» **Exercise**
All records need to be reproduced exactly. Keep every word as it is.
--- Listed entries ---
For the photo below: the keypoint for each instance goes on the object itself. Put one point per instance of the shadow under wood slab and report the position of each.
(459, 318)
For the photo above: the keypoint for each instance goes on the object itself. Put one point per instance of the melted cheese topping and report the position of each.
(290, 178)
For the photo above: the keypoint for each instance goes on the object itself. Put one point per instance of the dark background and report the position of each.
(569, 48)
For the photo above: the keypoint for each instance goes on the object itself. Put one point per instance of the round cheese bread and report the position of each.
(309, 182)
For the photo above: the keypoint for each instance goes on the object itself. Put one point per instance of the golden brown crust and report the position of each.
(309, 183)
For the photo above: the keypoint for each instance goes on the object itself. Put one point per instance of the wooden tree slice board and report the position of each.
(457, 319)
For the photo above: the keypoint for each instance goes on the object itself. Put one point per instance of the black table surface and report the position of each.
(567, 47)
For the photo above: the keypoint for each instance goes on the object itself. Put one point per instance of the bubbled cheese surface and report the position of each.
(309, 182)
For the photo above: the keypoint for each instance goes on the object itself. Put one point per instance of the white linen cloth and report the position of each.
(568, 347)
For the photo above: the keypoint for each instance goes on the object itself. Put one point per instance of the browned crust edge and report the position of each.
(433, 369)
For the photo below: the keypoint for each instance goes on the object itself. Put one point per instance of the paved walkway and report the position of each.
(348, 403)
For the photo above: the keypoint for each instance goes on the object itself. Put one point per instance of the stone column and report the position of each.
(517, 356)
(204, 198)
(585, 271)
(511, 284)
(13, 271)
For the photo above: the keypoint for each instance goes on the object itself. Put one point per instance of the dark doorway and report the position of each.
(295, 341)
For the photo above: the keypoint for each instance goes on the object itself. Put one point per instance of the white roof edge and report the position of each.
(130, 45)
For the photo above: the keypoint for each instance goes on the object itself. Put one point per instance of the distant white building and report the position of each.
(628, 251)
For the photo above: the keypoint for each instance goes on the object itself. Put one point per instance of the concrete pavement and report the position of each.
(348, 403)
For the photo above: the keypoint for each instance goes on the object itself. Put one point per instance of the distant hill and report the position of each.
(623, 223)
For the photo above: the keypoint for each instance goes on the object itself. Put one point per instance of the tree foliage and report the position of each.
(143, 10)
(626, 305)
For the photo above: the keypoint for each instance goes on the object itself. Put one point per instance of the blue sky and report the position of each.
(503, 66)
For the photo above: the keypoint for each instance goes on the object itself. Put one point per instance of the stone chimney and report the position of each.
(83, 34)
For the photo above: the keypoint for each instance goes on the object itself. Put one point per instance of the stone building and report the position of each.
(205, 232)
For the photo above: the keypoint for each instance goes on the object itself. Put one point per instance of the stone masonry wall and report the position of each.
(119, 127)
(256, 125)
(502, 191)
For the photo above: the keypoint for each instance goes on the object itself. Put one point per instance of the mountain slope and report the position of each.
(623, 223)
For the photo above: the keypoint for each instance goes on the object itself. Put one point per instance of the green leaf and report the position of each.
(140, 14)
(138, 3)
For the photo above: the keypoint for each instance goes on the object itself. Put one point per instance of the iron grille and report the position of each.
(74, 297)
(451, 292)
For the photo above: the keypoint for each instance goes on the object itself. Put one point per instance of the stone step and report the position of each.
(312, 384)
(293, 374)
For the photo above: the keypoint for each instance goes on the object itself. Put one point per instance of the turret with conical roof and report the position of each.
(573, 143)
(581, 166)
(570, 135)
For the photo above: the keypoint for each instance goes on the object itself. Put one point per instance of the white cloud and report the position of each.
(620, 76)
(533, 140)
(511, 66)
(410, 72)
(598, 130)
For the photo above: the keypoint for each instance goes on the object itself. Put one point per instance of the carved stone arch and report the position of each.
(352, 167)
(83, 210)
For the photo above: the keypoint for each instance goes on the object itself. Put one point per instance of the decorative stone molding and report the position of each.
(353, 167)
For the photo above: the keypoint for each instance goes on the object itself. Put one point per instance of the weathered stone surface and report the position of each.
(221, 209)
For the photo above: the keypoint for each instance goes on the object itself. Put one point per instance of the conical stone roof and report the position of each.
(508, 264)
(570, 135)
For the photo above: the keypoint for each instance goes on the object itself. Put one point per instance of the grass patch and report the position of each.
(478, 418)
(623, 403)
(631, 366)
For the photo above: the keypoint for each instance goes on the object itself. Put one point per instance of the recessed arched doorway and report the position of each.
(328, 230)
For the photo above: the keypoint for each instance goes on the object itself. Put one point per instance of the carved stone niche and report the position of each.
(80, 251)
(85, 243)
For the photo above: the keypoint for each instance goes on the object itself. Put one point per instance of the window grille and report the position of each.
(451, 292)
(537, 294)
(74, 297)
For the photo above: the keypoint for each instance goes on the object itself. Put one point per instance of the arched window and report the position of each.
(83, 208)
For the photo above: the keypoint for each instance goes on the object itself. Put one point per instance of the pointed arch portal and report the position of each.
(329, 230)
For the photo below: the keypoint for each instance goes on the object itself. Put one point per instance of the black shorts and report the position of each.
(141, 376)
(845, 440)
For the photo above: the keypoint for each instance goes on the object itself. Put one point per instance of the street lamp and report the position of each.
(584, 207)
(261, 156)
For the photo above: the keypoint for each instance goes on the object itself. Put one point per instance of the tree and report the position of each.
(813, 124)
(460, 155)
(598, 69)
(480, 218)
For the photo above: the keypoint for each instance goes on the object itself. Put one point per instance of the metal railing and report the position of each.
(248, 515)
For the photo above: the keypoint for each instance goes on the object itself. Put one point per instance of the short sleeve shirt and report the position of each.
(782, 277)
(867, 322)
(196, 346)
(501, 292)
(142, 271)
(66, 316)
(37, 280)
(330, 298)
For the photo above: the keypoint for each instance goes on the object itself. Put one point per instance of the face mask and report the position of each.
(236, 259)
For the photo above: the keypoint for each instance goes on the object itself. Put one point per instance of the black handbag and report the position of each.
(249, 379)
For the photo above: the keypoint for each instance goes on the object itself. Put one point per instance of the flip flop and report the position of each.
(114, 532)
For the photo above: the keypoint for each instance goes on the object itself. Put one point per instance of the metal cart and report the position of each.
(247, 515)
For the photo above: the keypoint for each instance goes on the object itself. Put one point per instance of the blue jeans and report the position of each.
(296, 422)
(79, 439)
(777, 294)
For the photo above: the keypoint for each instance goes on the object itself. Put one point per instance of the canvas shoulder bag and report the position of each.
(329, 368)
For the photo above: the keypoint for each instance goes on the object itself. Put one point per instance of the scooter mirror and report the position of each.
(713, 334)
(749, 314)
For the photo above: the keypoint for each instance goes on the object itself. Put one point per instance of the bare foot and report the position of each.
---
» **Task solution**
For the photo below: the keypoint for each instance goes on the object itself. Put one point per instance of the shadow under wood slab and report the position of each.
(459, 318)
For the photo above: the keypoint for each instance goes on the object itself. Put one point per instance of the melted cheese topping and report the position of each.
(290, 178)
For the photo above: the keypoint for each instance goes on the object itself. Put one point per instance of the dark background and report the position of each.
(569, 48)
For the photo above: the keypoint for each instance goes on the object itself. Put one point per instance of the round cheese bread and report the position of each.
(309, 182)
For the photo above: the keypoint for each instance goes on the object itself. Put one point per instance of the golden brown crust and report the position of each.
(309, 183)
For the photo above: the keypoint for each instance goes on the object itself. Put one point per instance of the wooden tree slice board and report the position of each.
(457, 319)
For the photo above: the keypoint for each instance goes on the object itself. Put one point per instance of the black table surface and report the position of each.
(567, 47)
For the photo above: the keypoint for each instance goes on the object itself. Put one point per instance of the bubbled cheese surface and report the position of each.
(309, 182)
For the photo above: the keypoint for each instance goes on the object itself. Put one point per instance of the white linen cloth and report the position of each.
(568, 347)
For the photo above: the keypoint for each instance goes on the object itself. Put one point per instance of the browned crust edge and report the position of each.
(433, 369)
For the photo below: the keypoint for each instance goes on the object itself. Put one point per instance of the paved walkway and report the position of each.
(348, 403)
For the photo above: the keypoint for each instance goes on the object itself. Put one point per instance of the stone column and report the position of each.
(517, 356)
(204, 198)
(585, 271)
(511, 284)
(13, 271)
For the photo above: the keypoint for each instance goes on the object itself. Put one point per instance of the dark doorway and report the position of each.
(295, 341)
For the photo above: the keypoint for each instance goes on the object itself. Put one point per instance of the white roof edge and report the position of each.
(130, 45)
For the photo above: the keypoint for each instance goes on the object itself. Put one point per instance of the distant white building and report the position of each.
(628, 251)
For the photo above: the keypoint for each instance goes on the object itself. Put one point per instance of the concrete pavement and report the position of each.
(348, 403)
For the photo above: the keypoint for each instance goes on the object itself. Put one point per instance of the distant hill and report the position of each.
(623, 223)
For the photo above: the keypoint for each instance goes on the object itself. Put one point per instance of the tree foliage and report the position of each.
(143, 10)
(626, 305)
For the photo above: the keypoint for each instance goes on the object itself. Put one point per instance of the blue sky and report the position of each.
(503, 66)
For the photo above: the keypoint for each instance goes on the object itself. Put one point per instance of the stone chimney and report the position of each.
(83, 34)
For the photo above: the keypoint for each instance goes on the object itself. Put one point per instance of the stone building and report the position of each.
(205, 232)
For the photo above: the keypoint for each instance goes on the object itself. Put one point per instance of the stone masonry wall and report the position of each.
(119, 127)
(256, 125)
(502, 191)
For the photo above: the keypoint for each instance goes on the object itself. Put one point per instance of the mountain slope and report the position of each.
(623, 223)
For the photo above: the keypoint for each instance goes on the object itself. Put one point per instance of the green leaf and report the position of each.
(140, 14)
(138, 3)
For the photo above: the keypoint for each instance goes on the object itself. Put one point per instance of the iron grille and report the position of each.
(74, 297)
(451, 292)
For the photo above: the keypoint for each instance goes on the object itself. Put one point per instance of the stone step and report the position of each.
(312, 384)
(293, 374)
For the photo above: the keypoint for each instance goes on the object itself. Put one point per instance of the turret with conical roof and report the position of each.
(573, 143)
(581, 166)
(570, 135)
For the photo above: the keypoint for each instance goes on the object itself. Put one point per instance of the white cloud and report the position of each.
(620, 76)
(533, 140)
(511, 66)
(410, 72)
(598, 130)
For the photo above: the keypoint for each instance goes on the object itself. Put one point per instance of the carved stone arch and report the position of each.
(352, 167)
(83, 210)
For the photo above: the keypoint for each instance goes on the object itself. Put one point per instance of the decorative stone molding and report the position of each.
(353, 167)
For the photo above: the keypoint for each instance goes on the object itself. Put one point per instance of the weathered stone surface and report the position of each.
(221, 209)
For the photo above: the keypoint for each instance goes on the object itself. Put one point per instance of the conical stone roof and report the position of each.
(508, 264)
(570, 135)
For the photo above: the keypoint for each instance goes on the object itself. Put one point per instance of the grass patch and report the position of each.
(478, 418)
(623, 403)
(631, 366)
For the photo above: the keypoint for each instance goes on the object itself. Put one point per instance of the recessed arched doorway and report the position of each.
(328, 230)
For the photo above: the keypoint for each instance goes on the object itself. Put one point per instance of the carved stone niche and report the position of each.
(80, 251)
(85, 243)
For the photo above: the keypoint for each instance goes on the object itself. Put one point per instance of the window grille and report the position of each.
(451, 292)
(537, 294)
(74, 297)
For the photo above: the keypoint for each instance goes on the object itself. Put one point per instance of the arched window and report the position of each.
(83, 208)
For the photo above: the keypoint for each instance goes on the object itself. Put one point per instance of the pointed arch portal and report the position of each.
(329, 230)
For the photo below: the keypoint for each instance goes on the object itself. Put one point per instance of the black shorts and report the position of each.
(141, 376)
(845, 440)
For the photo above: the keypoint for each instance goes on the object itself. Put one point per instance of the street lamp and report the position of each.
(584, 207)
(261, 156)
For the photo above: the keypoint for each instance goes on the object itself. Put one point per instance of the tree and report the position of each.
(813, 124)
(460, 155)
(598, 69)
(480, 218)
For the photo above: the keypoint for each instance goes on the object itself. Put one point per instance of the metal railing and report the position of each.
(248, 515)
For the photo above: the keypoint for each instance goes on the object itself. Put one point per instance of the short sleeve shirt and report the position of each.
(782, 277)
(867, 322)
(196, 346)
(501, 292)
(142, 271)
(66, 316)
(37, 280)
(330, 298)
For the photo above: the keypoint for each instance goes on the object itself. Put one point per instance of the face mask and report the position of each.
(236, 259)
For the photo above: the keypoint for each instance goes on the object itself. Put one point per instance of the black handbag and report the position of each.
(249, 379)
For the photo above: the keypoint for each instance goes on the object itself. Put one point per instance of the flip flop and report the position of each.
(114, 532)
For the photo above: the keypoint for each instance goes on the object itself. Put one point per instance of the metal cart and report the position of each.
(247, 515)
For the photo above: the keypoint for each instance goes on the object itself. Put one point per instance of the blue jeans and report the position of each.
(296, 422)
(79, 439)
(777, 294)
For the photo above: the keypoint for each instance goes on the object itself. Put one point per instance of the canvas shoulder bag and report the position of each.
(329, 368)
For the photo above: the keypoint for each instance goes on the object itself. Put one point per instance of the scooter mirror and report the position of each.
(713, 334)
(749, 314)
For the photo above: the keypoint for each instance goes on the object itself. Put one point per instance of the bare foot and report the position of each.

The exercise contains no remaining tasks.